### Task description
Word for word, reproduce every line of the data below.

### Point-per-instance localization data

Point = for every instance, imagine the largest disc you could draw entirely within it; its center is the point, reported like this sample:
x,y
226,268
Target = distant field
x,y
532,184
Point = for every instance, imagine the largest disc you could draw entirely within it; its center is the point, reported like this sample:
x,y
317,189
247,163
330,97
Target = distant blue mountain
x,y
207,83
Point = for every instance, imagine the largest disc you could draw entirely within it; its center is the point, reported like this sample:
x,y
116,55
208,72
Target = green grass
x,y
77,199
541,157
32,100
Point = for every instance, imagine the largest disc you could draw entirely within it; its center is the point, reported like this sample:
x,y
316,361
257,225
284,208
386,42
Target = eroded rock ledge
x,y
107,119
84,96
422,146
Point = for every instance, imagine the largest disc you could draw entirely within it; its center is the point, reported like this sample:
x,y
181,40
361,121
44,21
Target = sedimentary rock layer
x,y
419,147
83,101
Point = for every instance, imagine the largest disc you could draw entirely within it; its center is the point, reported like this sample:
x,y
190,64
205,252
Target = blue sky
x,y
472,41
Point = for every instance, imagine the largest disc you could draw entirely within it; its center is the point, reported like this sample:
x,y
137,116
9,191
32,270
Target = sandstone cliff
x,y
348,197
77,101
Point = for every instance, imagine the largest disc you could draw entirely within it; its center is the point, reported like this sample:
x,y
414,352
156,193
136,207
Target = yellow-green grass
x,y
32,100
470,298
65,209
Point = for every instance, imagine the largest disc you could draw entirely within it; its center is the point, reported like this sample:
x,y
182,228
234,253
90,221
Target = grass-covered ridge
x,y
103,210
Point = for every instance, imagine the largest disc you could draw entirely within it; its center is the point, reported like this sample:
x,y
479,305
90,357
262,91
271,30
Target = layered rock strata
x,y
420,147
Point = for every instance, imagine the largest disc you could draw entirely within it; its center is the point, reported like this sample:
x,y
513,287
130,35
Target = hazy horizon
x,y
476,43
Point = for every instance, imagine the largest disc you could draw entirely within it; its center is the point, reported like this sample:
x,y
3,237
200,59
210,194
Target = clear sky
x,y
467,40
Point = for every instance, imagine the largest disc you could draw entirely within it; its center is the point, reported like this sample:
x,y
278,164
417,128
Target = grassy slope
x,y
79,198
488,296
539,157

### Task result
Point = for every instance, imagine the largest disc you could draw entirely within it; its center is the point, reported like this sample:
x,y
226,268
Target = distant field
x,y
532,184
Point = for every instance, imagine the largest disc you could draw entirely within it; its center is the point, reported like this sample:
x,y
317,189
247,163
330,97
Target = distant blue mountain
x,y
207,83
Point = for every instance, imagine the largest disc you could draw entirely within it; its center is the point, reported like this sample:
x,y
116,55
208,72
Target = green grass
x,y
77,199
541,157
32,100
Point = for every instance, imagine the largest disc you could draw entirely within it; its center is the point, reported like this sample:
x,y
316,361
257,225
284,208
386,42
Target = eroded rock ledge
x,y
107,119
84,96
422,146
Point = for every instance, imagine the largest disc you could draw entirely within it; its center is the point, reported like this sample:
x,y
181,40
361,121
44,21
Target = sedimentary rock layer
x,y
419,147
83,101
Point = for every instance, imagine the largest disc you could draw entirely within it; its center is the point, reported like this sample:
x,y
190,64
205,252
Target = blue sky
x,y
472,41
Point = for every instance, imagine the largest disc you could draw entirely within it; its center is the point, reported like this sample:
x,y
137,116
9,191
32,270
Target = sandstone cliff
x,y
348,197
77,101
Point = for every instance, imagine the largest disc you could draw entirely within it; its center is the point, reported like this sample:
x,y
414,352
156,193
136,207
Target = yellow-green grass
x,y
32,100
470,298
65,209
Point = for every instance, imagine the largest disc you could draw entirely within it; its center is the point, reported like this sample:
x,y
182,228
234,253
90,221
Target = grass-covered ridge
x,y
103,210
Point = for every instance, imagine the largest disc you could draw entirely within it; its center is the point, reported like this sample:
x,y
479,305
90,357
262,91
271,30
Target = layered rock strata
x,y
420,147
Point = for every instance, imagine the largest disc you could draw entirely within it; its center is the point, reported like this sample:
x,y
513,287
130,35
Target = hazy horizon
x,y
476,43
Point = for every instance, imagine the largest disc you could draw entirely within it; its center is the point, reported like this sample:
x,y
3,237
200,59
210,194
Target = clear sky
x,y
467,40
Point = for every instance, imagine the largest disc you could draw entirely within it; its center is the point, reported like this sample:
x,y
278,164
417,128
Target = grassy slope
x,y
79,198
488,296
539,157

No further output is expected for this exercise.